**PASSAGE SHOWN**.
== == ==

Published on: 24 Jun, 2020
Updated on: 27 Jun, 2020

RSCH staff members who help run the outreach pop-up clinics for the homeless

Royal Surrey pop-up clinics in Guildford and Woking areas are providing life-saving healthcare to the homeless during the Covid-19 pandemic.

The innovative outreach project has been launched by clinicians at the Royal Surrey County Hospital to screen and treat the local homeless community for hepatitis C and liver damage. Historically, homeless people are at a much higher risk of contracting hepatitis C, a blood-borne virus that can cause liver damage, as well as being less likely to access essential healthcare.

Due to the pandemic, homeless people across Surrey have been housed, giving clinicians much-needed access to them. Royal Surrey doctors and nurses are working with the Hepatitis C Trust to set up this potentially life-saving service. So far, the team has screened more than 100 patients for hepatitis C and liver damage, treating those who need it.

Romanie Westwood, a clinical nurse specialist for the Trust who has been providing this service, said: “Hepatitis C can cause many serious health problems and although the prevalence of this disease in the general Surrey population is relatively low, the risk of hepatitis C to the homeless population can be up 20 times higher.

“The project has been hugely rewarding in a time where everything feels quite bleak.”

Rachel Halford, chief executive officer of the Hepatitis C Trust, said: “In what has been the most extraordinary and difficult of times for many, it has been fantastic to turn restriction into something positive. By working alongside the pop-up clinics, our peer support workers have been able to reach and support some of the most marginalised and hardest to engage people in our society.

“This has been a unique window of opportunity where we have been able to provide education and awareness about hepatitis C to stop transmission and support those who have been diagnosed to access the short course of treatment needed to cure it.”

The pop-up clinics will continue for the foreseeable future.

== == ==

**AVAILABLE DATA**.

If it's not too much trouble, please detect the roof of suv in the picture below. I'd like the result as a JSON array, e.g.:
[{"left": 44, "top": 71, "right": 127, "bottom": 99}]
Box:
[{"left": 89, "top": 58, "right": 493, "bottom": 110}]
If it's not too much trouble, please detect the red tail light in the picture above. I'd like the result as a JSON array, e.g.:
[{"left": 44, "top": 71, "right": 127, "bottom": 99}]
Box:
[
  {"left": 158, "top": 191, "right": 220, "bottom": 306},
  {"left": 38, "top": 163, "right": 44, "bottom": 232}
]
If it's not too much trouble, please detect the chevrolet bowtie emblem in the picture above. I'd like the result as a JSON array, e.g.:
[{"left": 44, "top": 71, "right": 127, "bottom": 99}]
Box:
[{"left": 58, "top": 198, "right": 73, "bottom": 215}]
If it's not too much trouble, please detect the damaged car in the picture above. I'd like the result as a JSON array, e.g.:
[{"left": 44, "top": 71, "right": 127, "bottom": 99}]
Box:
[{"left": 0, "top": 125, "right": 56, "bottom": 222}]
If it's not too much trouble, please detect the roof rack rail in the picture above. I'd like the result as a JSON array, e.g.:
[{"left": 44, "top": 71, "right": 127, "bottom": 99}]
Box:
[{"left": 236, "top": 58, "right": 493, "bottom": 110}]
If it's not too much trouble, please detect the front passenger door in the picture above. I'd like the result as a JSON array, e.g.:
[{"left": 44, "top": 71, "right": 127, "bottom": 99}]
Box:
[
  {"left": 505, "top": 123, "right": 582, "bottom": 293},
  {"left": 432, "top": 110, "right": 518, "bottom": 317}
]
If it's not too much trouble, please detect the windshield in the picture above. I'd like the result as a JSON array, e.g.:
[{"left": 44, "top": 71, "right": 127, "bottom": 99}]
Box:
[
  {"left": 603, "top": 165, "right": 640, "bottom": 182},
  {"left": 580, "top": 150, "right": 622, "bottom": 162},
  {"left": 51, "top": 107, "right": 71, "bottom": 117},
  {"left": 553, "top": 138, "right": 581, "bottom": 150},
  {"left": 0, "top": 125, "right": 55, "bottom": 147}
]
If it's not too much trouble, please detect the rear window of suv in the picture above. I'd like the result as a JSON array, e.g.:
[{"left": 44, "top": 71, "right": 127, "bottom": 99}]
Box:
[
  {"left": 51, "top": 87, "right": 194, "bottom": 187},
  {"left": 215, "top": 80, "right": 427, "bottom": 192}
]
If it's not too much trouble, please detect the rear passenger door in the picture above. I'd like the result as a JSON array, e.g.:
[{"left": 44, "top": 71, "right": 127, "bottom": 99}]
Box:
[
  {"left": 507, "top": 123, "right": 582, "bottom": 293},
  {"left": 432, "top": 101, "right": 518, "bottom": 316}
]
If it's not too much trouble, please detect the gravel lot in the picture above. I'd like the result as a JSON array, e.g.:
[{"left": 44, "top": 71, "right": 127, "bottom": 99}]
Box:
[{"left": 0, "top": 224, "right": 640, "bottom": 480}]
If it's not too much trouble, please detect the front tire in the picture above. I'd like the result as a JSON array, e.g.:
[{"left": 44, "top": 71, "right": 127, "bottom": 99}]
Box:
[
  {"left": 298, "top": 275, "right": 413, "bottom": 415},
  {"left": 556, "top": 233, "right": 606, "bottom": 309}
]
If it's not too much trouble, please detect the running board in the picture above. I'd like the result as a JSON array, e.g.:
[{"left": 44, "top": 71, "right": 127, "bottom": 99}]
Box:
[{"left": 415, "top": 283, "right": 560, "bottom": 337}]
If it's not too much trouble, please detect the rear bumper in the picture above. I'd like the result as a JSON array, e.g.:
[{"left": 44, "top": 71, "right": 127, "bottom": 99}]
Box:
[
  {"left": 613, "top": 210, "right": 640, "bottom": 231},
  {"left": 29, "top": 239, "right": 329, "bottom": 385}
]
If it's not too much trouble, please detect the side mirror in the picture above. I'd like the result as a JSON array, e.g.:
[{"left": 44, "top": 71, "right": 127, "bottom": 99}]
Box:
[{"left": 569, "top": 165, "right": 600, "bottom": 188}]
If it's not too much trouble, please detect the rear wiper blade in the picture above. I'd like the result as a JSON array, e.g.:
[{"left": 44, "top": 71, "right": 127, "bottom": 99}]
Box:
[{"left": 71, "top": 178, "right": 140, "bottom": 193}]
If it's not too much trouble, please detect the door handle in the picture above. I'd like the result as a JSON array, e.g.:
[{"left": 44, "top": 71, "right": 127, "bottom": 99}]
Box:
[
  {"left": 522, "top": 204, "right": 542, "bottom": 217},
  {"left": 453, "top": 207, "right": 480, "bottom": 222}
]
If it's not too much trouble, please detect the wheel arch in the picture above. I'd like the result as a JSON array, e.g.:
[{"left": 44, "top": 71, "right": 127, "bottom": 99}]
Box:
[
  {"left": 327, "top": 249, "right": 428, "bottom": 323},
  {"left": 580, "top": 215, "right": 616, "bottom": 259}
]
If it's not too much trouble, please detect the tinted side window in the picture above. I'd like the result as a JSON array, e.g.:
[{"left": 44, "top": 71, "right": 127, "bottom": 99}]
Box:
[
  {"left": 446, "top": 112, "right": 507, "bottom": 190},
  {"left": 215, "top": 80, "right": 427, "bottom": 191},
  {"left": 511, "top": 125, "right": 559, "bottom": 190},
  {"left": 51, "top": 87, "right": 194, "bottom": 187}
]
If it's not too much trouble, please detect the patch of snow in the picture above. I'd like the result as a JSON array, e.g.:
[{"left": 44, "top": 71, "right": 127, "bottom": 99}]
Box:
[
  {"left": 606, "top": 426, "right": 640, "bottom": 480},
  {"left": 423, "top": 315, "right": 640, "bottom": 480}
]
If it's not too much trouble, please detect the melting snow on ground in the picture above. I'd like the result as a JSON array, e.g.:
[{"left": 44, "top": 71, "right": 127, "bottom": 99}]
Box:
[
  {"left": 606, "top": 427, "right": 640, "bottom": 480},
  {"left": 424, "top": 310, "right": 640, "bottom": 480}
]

== == ==

**WORK TASK**.
Answer these questions from the article on the Royal Surrey pop-up clinics, numbering each answer to match its question:
1. In which two areas are the pop-up clinics running?
2. How many patients has the team screened so far?
3. What position does Rachel Halford hold?

**ANSWER BELOW**.
1. Guildford and Woking
2. More than 100
3. Chief executive officer of the Hepatitis C Trust